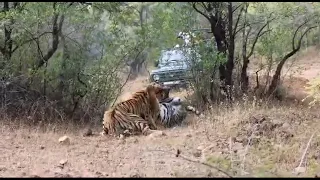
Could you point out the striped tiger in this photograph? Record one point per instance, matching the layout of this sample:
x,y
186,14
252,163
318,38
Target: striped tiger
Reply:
x,y
172,112
137,114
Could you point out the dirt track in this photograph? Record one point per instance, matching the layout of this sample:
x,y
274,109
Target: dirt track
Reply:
x,y
29,153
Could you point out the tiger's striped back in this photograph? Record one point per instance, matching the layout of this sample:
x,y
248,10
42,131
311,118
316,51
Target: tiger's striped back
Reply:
x,y
172,112
136,114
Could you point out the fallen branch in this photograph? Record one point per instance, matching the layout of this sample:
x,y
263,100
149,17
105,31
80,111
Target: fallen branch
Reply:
x,y
304,153
178,154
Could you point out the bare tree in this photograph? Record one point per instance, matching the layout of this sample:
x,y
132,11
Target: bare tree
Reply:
x,y
295,48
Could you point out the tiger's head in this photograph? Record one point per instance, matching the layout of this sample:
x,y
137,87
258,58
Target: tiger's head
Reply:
x,y
161,91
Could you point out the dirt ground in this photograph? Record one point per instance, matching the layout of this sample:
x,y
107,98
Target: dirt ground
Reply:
x,y
247,140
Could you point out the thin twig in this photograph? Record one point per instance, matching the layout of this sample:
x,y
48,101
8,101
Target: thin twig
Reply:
x,y
247,147
120,90
305,151
195,161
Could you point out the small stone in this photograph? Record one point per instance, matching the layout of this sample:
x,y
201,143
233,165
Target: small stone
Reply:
x,y
88,132
64,140
156,134
202,116
286,125
63,162
200,148
121,137
197,153
102,133
237,146
190,108
3,168
299,170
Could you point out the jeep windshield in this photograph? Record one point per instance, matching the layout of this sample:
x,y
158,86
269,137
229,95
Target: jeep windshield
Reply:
x,y
172,58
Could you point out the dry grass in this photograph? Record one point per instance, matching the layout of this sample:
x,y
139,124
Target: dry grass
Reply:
x,y
205,139
250,138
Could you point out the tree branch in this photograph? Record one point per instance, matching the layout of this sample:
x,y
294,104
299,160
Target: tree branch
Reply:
x,y
200,12
56,31
295,33
29,40
237,21
178,154
237,7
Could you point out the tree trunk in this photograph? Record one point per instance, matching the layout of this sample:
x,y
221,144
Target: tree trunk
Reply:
x,y
230,62
277,74
244,75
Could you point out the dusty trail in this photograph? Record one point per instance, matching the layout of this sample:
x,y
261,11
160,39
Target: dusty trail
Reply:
x,y
25,153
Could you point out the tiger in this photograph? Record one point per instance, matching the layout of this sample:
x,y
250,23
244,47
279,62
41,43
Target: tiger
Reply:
x,y
172,112
137,114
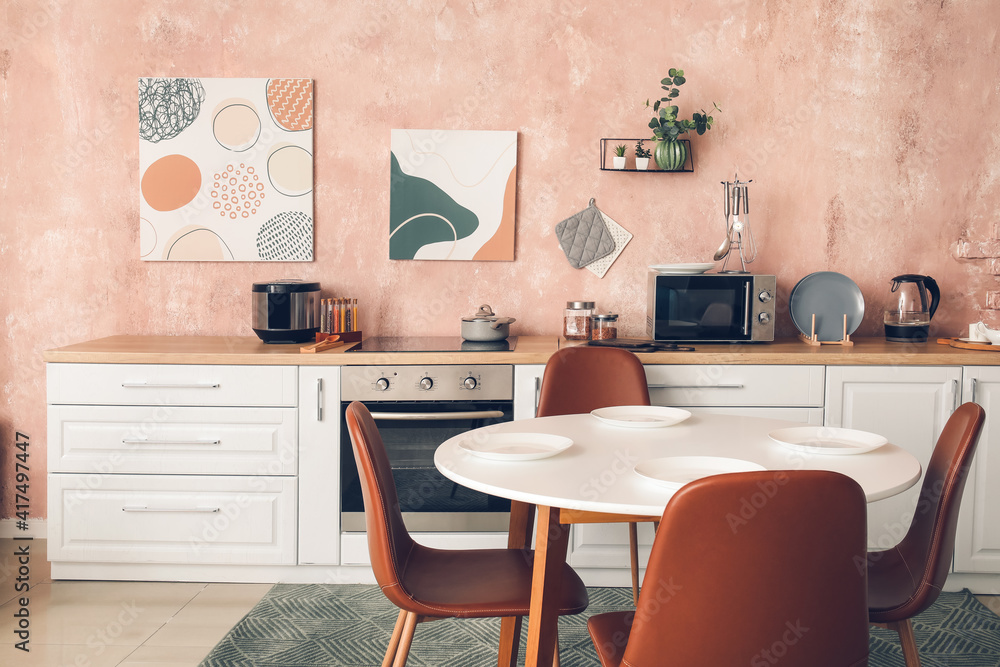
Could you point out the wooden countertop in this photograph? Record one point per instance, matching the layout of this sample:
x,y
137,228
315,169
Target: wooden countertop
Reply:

◆ What is being asked
Repeat each entry precisely as it appears. Leave the pictures out.

◆ Solution for this problem
Could you point out the striped tiger in this photograph? Record one point per instance, matching the layout of this sample:
x,y
186,14
252,163
318,38
Target: striped tiger
Reply:
x,y
172,112
137,114
Could you point out the dirt track in this photograph? Record one point per instance, matching the layout of this sample:
x,y
274,109
Target: dirt track
Reply:
x,y
29,153
Could you point out the tiger's striped back in this photograph? Record one point per instance, matching the layout of this sample:
x,y
248,10
42,131
311,118
316,51
Target: tiger's striped back
Reply:
x,y
172,112
136,114
Could you point out the fallen branch in this photograph? Record one point per instance, matching the layout of this sample:
x,y
263,100
149,17
105,31
80,111
Target: fallen branch
Reply:
x,y
304,153
178,154
Could you point out the bare tree in this photograph? Record one point per instance, matching the layout of this sample:
x,y
132,11
Target: bare tree
Reply:
x,y
295,48
Could you point out the tiger's head in this photograph? Record one point per instance, matching the layout of this sample:
x,y
137,87
258,58
Target: tiger's head
Reply:
x,y
161,91
Could you point out the dirt ground in this photograph? Record one point per instance, matching the layout of this sample:
x,y
107,98
Target: dirt ground
Reply:
x,y
247,140
Could you point out the thin twig in this photograph? Record one point per instance, matching the layout of this sample:
x,y
48,101
8,101
Target: thin twig
Reply:
x,y
247,147
120,90
305,151
195,161
Could you point out the small stone in this photograph? Record one point per instance, matching the layout of this sample:
x,y
201,143
233,165
Target: small stone
Reply:
x,y
88,132
64,140
156,134
202,116
286,125
63,162
200,148
121,137
197,153
102,133
237,146
190,108
3,168
299,170
Could you point out the jeep windshield in this photograph? Record one point per instance, matching the layout of this sample:
x,y
158,86
269,137
229,95
Target: jeep windshield
Reply:
x,y
172,58
Could you point out the dry grass in this photograph? Record one point per instance, matching the layout of this sample:
x,y
139,124
Target: dry grass
Reply:
x,y
205,139
250,138
Could you point out the tree branch in this photograph? Record one point per instance, matching the layout of this sample:
x,y
294,104
299,160
Target: tree branch
Reply:
x,y
200,12
56,31
295,33
29,40
237,21
178,154
237,7
Could you point out the tree trunk in this photograph? Record one point per instance, matching the layout of this sample:
x,y
221,144
Target: tree trunk
Reply:
x,y
230,62
277,74
244,75
Could you point out the dusty trail in this photograph? Record one point per instance, matching the layout of this sample:
x,y
261,11
160,39
Target: dusty trail
Reply:
x,y
25,153
Could you point out the tiger in this photograph? Record one point per instance, matching the layout of this sample:
x,y
250,23
244,47
279,62
41,43
Target: tiger
Reply:
x,y
172,112
137,114
Could you point out the wooden countertop in this photograph? Record one point per instance, matching the layout of this sample:
x,y
137,228
315,169
Target: wooden countertop
Reply:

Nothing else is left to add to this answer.